▸ **Work required**: Repeat exactly the lines from the line containing "Target: stork white plumage" through the last line of the records below, inclusive, and nothing else.

- - -

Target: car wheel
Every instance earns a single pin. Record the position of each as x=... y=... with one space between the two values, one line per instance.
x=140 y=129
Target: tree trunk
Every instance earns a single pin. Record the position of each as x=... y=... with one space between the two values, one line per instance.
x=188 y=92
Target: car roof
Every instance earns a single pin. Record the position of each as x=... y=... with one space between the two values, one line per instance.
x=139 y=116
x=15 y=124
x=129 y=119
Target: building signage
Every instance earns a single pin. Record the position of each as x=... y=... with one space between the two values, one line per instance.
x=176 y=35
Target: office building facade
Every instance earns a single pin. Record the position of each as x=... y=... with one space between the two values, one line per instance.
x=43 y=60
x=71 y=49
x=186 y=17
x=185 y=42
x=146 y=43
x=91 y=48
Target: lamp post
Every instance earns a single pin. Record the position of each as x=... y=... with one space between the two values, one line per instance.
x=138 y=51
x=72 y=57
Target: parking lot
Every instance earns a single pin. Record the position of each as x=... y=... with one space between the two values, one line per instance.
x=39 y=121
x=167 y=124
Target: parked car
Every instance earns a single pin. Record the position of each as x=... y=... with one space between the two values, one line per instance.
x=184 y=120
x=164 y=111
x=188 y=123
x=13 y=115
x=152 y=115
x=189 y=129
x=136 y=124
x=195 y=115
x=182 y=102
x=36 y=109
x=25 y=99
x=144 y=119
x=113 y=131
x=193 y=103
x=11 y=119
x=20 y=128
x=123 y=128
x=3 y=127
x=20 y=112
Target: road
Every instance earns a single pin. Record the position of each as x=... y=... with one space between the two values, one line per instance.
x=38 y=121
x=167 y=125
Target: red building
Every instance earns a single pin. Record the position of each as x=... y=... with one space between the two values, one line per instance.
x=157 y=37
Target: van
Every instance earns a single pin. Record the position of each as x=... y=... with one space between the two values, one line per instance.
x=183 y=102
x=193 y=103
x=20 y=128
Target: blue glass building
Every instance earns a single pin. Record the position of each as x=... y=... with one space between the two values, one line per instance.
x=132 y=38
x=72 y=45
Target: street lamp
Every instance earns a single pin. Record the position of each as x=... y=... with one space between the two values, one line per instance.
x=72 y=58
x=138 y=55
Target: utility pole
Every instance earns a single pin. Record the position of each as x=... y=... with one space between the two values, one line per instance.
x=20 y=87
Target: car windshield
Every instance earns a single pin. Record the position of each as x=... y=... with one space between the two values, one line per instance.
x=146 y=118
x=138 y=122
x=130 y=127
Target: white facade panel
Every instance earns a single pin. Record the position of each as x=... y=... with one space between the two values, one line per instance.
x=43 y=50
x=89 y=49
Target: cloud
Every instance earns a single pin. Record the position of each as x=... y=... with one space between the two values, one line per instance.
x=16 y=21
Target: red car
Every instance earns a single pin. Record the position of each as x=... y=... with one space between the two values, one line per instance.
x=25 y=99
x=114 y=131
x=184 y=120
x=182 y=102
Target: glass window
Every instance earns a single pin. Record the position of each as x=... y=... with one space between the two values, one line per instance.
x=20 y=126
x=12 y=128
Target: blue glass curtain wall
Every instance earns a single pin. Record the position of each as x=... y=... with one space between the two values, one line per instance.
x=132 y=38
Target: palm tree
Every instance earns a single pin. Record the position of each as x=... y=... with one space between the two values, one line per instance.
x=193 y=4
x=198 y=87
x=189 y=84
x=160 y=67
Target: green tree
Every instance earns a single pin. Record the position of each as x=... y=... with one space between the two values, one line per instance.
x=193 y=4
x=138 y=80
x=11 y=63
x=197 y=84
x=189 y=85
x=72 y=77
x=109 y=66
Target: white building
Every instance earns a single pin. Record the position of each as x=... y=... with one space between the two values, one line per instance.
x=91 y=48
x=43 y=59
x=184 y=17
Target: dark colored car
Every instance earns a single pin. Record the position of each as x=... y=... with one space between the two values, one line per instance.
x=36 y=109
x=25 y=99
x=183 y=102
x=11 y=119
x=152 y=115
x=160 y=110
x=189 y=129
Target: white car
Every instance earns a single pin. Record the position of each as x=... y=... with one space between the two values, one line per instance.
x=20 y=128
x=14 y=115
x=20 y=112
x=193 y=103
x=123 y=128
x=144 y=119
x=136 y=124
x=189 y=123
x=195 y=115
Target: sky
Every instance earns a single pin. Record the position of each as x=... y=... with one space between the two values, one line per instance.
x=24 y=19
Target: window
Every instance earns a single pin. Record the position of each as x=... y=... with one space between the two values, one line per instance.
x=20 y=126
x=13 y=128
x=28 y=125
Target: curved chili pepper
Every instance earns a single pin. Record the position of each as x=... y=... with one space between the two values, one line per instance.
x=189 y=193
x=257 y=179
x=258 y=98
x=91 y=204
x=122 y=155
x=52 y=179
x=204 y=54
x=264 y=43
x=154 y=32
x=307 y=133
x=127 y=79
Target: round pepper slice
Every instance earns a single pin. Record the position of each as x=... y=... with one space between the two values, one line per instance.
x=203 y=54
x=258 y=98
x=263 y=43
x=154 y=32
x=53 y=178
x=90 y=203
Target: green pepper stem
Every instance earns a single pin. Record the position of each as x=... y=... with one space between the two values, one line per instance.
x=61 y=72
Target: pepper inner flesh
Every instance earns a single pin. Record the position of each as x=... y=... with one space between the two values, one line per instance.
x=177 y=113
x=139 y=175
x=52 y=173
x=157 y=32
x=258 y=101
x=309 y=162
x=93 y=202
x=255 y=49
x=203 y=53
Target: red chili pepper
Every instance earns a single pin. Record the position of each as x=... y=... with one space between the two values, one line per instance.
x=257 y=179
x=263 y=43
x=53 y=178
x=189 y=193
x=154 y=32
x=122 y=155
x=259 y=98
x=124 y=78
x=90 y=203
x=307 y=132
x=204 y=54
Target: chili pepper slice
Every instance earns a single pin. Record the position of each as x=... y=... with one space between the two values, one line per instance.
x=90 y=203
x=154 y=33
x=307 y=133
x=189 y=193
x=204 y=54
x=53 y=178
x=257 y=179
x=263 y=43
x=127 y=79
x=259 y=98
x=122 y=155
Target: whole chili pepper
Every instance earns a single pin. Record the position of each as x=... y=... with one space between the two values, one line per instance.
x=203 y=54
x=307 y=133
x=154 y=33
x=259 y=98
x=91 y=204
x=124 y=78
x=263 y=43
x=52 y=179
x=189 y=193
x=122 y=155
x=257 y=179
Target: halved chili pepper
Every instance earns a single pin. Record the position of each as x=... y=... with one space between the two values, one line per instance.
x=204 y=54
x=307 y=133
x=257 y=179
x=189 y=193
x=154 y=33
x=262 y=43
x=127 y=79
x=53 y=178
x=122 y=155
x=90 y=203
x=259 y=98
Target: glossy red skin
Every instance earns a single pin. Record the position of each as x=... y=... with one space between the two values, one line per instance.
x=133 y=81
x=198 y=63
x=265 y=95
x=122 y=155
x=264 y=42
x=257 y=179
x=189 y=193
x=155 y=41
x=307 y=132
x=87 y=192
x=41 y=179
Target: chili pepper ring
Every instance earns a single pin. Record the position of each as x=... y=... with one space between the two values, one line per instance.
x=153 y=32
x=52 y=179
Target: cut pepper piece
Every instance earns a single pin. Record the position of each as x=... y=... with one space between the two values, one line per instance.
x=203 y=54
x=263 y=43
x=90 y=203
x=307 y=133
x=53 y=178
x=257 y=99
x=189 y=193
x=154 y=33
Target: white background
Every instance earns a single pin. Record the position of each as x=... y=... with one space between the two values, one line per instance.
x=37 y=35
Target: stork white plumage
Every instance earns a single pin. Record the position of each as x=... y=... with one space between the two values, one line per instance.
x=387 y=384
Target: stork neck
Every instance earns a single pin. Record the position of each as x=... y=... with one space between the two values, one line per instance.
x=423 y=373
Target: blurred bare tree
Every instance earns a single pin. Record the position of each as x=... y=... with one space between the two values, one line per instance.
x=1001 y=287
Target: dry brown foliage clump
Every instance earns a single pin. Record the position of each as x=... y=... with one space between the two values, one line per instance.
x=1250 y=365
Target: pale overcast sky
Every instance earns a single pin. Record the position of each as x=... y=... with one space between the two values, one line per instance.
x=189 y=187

- - -

▸ **Problem solution**:
Target: stork white plumage
Every instance earns a single pin. Record the position of each as x=... y=... with one space between the two values, one line per instance.
x=387 y=384
Target: stork neck
Every instance earns a single pin. Record the position of each as x=... y=... with one space between the two values, one line per instance.
x=423 y=373
Target: blurred bare tree
Every instance earns a single pin. Record the position of each as x=... y=... with one space between the two values, one line per instance.
x=1001 y=287
Target: dry brown foliage clump
Every instance earns a single pin. Record the position of each as x=... y=... with one space between the two values, one line per instance.
x=1250 y=365
Target: pale overcast sky
Every instance earns a single pin. Record the position of each as x=... y=... with one space between the two values, one line per instance.
x=189 y=187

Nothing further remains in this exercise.